══ Records for this exercise

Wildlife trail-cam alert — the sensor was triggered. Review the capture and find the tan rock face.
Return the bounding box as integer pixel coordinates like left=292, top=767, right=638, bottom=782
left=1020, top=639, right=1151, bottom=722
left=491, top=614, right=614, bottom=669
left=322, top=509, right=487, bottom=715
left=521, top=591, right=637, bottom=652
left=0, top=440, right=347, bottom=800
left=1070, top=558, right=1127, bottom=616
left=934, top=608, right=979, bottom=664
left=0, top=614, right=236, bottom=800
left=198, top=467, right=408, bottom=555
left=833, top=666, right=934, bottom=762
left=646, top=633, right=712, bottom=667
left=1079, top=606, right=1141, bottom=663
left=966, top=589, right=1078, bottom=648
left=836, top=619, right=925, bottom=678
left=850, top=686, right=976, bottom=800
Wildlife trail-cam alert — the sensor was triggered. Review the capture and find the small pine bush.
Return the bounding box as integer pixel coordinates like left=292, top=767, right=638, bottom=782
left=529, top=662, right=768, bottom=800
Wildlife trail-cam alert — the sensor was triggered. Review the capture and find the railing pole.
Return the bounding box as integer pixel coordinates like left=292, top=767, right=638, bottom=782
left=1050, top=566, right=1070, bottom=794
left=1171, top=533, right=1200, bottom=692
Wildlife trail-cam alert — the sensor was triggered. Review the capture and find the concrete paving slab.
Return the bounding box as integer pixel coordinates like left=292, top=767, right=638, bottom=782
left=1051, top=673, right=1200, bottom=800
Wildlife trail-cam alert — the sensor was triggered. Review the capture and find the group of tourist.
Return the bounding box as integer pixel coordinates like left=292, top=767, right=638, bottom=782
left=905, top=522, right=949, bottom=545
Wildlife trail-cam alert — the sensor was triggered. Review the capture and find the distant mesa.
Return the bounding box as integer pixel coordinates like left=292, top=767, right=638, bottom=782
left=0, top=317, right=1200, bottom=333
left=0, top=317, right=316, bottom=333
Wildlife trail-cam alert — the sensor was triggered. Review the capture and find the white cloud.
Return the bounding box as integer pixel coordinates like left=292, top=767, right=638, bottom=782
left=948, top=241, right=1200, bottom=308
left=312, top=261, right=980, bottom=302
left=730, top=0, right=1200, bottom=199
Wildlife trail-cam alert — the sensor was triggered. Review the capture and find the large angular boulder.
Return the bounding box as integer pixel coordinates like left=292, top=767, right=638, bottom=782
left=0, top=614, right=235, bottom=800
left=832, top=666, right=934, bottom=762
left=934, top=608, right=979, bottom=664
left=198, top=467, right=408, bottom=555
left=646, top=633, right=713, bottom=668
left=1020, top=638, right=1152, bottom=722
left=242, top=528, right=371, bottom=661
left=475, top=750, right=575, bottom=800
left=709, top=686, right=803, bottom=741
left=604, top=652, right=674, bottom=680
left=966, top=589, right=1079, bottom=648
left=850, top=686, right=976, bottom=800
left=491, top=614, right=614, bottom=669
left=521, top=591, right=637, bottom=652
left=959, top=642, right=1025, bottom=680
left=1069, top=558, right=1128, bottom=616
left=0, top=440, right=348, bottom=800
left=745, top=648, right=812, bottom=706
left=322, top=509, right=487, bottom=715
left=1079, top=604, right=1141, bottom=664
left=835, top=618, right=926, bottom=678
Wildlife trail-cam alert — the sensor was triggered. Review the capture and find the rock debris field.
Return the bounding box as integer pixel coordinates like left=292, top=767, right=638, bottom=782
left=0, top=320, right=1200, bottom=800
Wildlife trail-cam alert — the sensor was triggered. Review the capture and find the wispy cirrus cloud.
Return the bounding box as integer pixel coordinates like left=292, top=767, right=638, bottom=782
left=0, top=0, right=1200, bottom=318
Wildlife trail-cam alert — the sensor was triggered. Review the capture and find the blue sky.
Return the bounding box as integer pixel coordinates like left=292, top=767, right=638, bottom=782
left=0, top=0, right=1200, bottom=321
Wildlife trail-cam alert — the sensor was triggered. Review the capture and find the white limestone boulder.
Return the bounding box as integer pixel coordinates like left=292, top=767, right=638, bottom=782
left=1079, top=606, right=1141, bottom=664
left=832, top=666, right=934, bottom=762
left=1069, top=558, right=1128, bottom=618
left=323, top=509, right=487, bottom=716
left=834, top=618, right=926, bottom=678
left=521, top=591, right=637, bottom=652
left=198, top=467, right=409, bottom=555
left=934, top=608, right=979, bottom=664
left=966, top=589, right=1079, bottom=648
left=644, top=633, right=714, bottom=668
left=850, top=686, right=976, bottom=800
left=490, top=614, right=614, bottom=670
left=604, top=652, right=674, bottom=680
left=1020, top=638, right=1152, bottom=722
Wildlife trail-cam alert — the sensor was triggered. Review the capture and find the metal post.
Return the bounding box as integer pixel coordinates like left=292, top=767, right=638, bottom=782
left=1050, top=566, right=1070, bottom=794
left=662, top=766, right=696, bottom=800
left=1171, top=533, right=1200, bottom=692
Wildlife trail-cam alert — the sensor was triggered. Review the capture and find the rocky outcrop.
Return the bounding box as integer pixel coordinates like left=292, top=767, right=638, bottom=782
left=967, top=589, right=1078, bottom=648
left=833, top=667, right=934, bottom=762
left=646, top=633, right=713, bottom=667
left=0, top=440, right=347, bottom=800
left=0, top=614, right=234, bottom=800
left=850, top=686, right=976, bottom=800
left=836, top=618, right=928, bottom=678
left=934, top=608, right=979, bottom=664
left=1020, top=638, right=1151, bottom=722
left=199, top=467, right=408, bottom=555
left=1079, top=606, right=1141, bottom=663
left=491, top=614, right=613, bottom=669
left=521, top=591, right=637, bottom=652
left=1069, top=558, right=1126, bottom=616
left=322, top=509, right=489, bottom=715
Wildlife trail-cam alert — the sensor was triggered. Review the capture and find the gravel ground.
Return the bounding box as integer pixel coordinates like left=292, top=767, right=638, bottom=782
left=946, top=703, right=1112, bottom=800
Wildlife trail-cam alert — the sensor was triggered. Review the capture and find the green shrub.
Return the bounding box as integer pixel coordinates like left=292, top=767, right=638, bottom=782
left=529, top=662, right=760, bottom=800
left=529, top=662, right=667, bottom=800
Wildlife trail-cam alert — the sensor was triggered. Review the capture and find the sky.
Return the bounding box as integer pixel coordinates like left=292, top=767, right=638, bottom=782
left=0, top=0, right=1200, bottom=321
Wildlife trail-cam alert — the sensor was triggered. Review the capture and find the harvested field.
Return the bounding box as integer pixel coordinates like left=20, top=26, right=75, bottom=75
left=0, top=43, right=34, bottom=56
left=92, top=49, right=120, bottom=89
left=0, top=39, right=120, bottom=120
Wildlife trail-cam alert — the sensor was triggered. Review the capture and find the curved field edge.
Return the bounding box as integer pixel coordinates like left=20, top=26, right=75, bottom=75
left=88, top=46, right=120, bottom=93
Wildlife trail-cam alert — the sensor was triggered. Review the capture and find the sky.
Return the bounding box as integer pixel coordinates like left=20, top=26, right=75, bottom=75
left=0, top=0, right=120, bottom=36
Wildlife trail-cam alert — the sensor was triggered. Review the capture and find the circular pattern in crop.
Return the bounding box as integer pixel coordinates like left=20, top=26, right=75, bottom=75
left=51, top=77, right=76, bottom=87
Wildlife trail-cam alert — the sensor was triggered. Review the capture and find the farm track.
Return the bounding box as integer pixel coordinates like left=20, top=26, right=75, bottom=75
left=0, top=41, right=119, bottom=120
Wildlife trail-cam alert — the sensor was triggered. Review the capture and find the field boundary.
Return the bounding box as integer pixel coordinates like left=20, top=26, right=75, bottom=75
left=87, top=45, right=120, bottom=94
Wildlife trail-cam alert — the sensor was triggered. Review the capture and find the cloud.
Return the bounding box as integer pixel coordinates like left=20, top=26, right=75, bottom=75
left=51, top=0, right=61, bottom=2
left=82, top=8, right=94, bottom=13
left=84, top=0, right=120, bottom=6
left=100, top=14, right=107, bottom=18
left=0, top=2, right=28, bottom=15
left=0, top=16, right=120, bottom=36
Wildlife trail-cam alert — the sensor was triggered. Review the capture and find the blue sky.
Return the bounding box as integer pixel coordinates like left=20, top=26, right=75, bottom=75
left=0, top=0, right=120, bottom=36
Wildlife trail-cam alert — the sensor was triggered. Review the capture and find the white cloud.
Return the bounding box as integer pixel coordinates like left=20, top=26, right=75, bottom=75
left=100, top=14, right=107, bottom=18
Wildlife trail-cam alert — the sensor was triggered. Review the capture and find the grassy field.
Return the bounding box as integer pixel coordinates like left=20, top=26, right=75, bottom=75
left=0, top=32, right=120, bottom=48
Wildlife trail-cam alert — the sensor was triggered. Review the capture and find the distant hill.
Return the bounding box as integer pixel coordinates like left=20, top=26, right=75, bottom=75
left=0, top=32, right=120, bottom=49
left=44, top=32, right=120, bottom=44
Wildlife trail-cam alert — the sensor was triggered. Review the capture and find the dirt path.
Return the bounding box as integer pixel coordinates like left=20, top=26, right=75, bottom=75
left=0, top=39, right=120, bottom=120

════
══ Records for this exercise

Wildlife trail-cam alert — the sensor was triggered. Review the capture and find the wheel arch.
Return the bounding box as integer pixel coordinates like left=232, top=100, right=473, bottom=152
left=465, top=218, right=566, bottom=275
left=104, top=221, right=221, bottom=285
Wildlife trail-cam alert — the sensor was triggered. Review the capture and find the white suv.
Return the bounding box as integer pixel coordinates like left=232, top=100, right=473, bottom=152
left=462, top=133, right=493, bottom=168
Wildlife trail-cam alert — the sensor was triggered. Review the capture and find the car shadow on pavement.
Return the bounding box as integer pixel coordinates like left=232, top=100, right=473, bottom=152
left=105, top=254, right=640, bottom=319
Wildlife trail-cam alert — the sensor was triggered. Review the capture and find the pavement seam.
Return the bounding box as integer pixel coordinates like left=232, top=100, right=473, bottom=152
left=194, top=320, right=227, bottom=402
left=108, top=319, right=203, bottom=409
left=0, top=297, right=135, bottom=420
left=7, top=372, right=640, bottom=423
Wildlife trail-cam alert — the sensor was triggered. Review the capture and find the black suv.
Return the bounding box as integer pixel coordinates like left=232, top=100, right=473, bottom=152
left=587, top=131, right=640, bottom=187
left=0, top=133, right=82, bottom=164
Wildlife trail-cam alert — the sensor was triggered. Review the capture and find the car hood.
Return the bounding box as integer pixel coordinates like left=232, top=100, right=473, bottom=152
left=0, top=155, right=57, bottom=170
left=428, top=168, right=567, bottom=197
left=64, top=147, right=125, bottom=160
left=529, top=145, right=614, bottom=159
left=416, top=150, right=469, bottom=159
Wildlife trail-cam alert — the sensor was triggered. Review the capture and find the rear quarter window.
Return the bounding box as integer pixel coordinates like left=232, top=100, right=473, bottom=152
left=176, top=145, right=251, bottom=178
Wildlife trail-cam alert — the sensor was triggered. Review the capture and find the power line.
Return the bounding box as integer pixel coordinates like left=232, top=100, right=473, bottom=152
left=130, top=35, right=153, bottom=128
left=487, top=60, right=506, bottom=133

════

What the task requires - In the part of the listing that opens with the line containing "tan rock face." and closes with the line containing "left=0, top=317, right=316, bottom=333", swap "railing pole" for "guard rail post" and write those lines out again with nothing else changed.

Exercise answer -
Wildlife trail-cam alert — the sensor was triggered. Review the capture and find the tan rock face.
Return the bounding box as integer pixel coordinates like left=292, top=767, right=638, bottom=782
left=1020, top=639, right=1151, bottom=722
left=491, top=614, right=614, bottom=669
left=322, top=509, right=487, bottom=715
left=521, top=591, right=637, bottom=652
left=0, top=440, right=347, bottom=800
left=1070, top=558, right=1127, bottom=616
left=934, top=608, right=979, bottom=664
left=0, top=614, right=236, bottom=800
left=198, top=467, right=408, bottom=555
left=833, top=666, right=934, bottom=762
left=646, top=633, right=712, bottom=667
left=1079, top=606, right=1141, bottom=663
left=966, top=589, right=1078, bottom=648
left=836, top=619, right=925, bottom=678
left=850, top=686, right=976, bottom=800
Wildlife trail-cam alert — the sensor was triggered. Review the capture and find the small pine bush.
Return the bounding box as integer pixel coordinates like left=292, top=767, right=638, bottom=782
left=529, top=662, right=768, bottom=800
Wildlife trail-cam alert — the sensor was triggered. Review the capture and find the guard rail post.
Return the bounding box as integer pixel coordinates like left=292, top=767, right=638, bottom=782
left=1050, top=566, right=1070, bottom=794
left=1171, top=533, right=1200, bottom=692
Wildlife trail-cam alert — the sensor was triggered. Review the capture and find the concrete paving slab.
Return the bounding box as integer pixel coordinates like left=292, top=767, right=638, bottom=782
left=1051, top=673, right=1200, bottom=800
Wildlife trail-cam alert — the sensor was triggered. Review the capture and find the group of tourist.
Return the bounding box as integer pixel coordinates like left=292, top=767, right=638, bottom=782
left=905, top=522, right=949, bottom=545
Wildlife trail-cam alert — the sensor was triggered. Review the capture and find the distant mesa.
Return the bounding box as integer pixel coordinates like left=292, top=767, right=638, bottom=782
left=0, top=317, right=1200, bottom=333
left=0, top=317, right=316, bottom=333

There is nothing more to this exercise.